### Texto base
########

Em termos de continuidade, esta obra se passa no último ano de Nick no Colégio, e basicamente acompanha a sua jornada de preparação para a Universidade (ou seja, se passa depois de Solitaire e depois de tudo aquilo que temos nos quadrinhos da série). Aqui, a relação dos dois já está bastante desenvolvida. Nick já dirige, eles já transam e há preocupações muito mais maduras e ajustes para o ingresso na vida adulta. No entanto, ainda estamos falando de dois jovens de 17 e 18 anos, de modo que é normal esperarmos comportamentos que às vezes indicam grande maturidade em relação ao que vemos na 1ª Temporada da série ou em Dois Garotos, Um Encontro; e outros comportamentos que às vezes deixam claro que ainda estamos diante de pessoas que estão crescendo, aprendendo e amadurecendo.

A dupla agora precisa lidar com o fato de que vão morar longe um do outro, o que imediatamente transforma o seu namoro em um “relacionamento à distância“. E a partir desse rótulo é que a autora começa a desenvolver de verdade a história. Nick está muito contente e ao mesmo tempo apreensivo com essa mudança. Mas ele não aguenta mais o Colégio e não vê a hora de mudar de cidade, começar a trabalhar, começar a viver como um adulto. Ao mesmo tempo, tem em mente o quanto será difícil viver longe de Charlie, embora isso seja algo que ele tem certeza que irá conseguir contornar. O que ele não esperava é que a insegurança e grande medo do namorado mais a sua impaciência com pouca ou nenhuma informação sobre o que estava acontecendo com Charlie levará os dois para uma grande briga.

########

Entradas de identificação de locais:
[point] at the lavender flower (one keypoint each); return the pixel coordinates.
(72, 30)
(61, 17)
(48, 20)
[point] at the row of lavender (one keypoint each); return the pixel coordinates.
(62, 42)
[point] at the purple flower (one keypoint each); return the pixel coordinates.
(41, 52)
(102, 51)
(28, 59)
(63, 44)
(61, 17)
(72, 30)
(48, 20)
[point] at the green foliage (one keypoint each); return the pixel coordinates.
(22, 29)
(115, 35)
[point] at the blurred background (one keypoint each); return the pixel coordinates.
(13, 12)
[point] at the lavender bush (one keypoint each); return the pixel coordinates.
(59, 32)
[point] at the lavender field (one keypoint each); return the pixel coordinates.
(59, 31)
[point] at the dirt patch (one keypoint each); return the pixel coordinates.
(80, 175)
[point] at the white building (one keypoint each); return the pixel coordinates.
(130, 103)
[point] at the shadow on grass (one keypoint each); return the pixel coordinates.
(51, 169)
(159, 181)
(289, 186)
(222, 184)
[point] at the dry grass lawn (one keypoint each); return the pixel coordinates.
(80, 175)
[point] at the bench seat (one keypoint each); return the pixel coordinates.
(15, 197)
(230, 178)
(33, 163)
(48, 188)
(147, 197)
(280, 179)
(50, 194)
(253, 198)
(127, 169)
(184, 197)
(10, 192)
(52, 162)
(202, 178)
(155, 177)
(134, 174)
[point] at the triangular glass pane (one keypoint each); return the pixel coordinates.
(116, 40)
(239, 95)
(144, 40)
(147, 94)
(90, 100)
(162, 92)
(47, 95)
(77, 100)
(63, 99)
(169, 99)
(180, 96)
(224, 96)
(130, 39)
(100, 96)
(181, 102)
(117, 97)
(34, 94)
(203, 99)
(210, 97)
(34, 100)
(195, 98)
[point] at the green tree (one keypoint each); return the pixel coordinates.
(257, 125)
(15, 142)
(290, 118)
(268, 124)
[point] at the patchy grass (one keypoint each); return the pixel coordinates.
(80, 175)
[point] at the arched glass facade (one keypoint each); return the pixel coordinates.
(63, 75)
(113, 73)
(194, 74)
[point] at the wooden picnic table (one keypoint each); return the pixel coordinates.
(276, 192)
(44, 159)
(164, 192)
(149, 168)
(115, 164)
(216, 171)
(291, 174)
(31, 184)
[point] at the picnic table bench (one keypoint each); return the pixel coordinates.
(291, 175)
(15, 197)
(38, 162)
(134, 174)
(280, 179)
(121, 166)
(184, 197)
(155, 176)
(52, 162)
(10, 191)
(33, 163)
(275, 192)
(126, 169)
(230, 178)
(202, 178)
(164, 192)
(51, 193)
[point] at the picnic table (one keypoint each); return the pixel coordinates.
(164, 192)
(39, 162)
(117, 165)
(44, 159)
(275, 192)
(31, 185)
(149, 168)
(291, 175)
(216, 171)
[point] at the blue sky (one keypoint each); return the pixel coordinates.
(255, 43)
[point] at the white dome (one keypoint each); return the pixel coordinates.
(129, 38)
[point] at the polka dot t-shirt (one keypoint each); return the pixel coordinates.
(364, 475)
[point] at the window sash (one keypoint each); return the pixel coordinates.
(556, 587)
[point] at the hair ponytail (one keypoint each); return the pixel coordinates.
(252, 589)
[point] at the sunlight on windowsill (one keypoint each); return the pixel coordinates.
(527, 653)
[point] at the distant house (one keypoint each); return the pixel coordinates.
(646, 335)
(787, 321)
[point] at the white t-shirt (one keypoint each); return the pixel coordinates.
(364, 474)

########

### Tarefa proposta
Pode escrever a continuação do texto sobre Nick e Charlie, começando logo após a última frase?

### Resposta da tarefa
A obra é escrita em formato de diário e de narrativas de pontos de vista (o POV é uma das marcas literárias de Alice Oseman, por sinal), ou seja, a essência de Nick e Charlie é a de uma crônica expositiva de eventos em torno de grandes mudanças. A cada bloco cênico mudamos a leitura de Nick para Charlie, e essa mudança cria uma interessante forma de olhar para a situação, pois conhecemos o que cada um dos meninos pensa; quais são os seus temores, desejos e expectativas em relação ao outro. E é evidente que isso torna a leitura angustiante, porque os personagens não sabem dessas informações todas. E como há um sério problema de comunicação entre o casal nesse livro (o que gera comportamentos irritantes e problemáticos vindos de Charlie, embora o contexto nos permita entendê-los — ou seja: não é uma chatice gratuita!), imaginamos que a coisa realmente irá se encaminhar para uma tragédia, e daquelas bem idiotas, onde as duas partes deveriam sentar para conversar, desde o princípio, e resolver facilmente toda a questão.

Em oposição ao pensamento otimista de Nick em relação à sua nova fase de vida, temos a visão amargurada de Charlie, que acredita que o relacionamento à distância irá afastar Nick dele para sempre. É um medo que Charlie vai guardando para si, tentando disfarçar, mas à medida que avançamos nas páginas, percebemos que sua paciência e tolerância vão minando, até chegar o dia em que, muito irritado e bêbado, ele coloca parte desses temores para fora. Nick não entende nada o que está acontecendo, claro. Eles brigam. Muitas coisas são ditas pela metade, outras não são ditas, outras são mal compreendidas ou mal expostas (de novo: Charlie estava bêbado) e as portas para algo muito triste se abrem.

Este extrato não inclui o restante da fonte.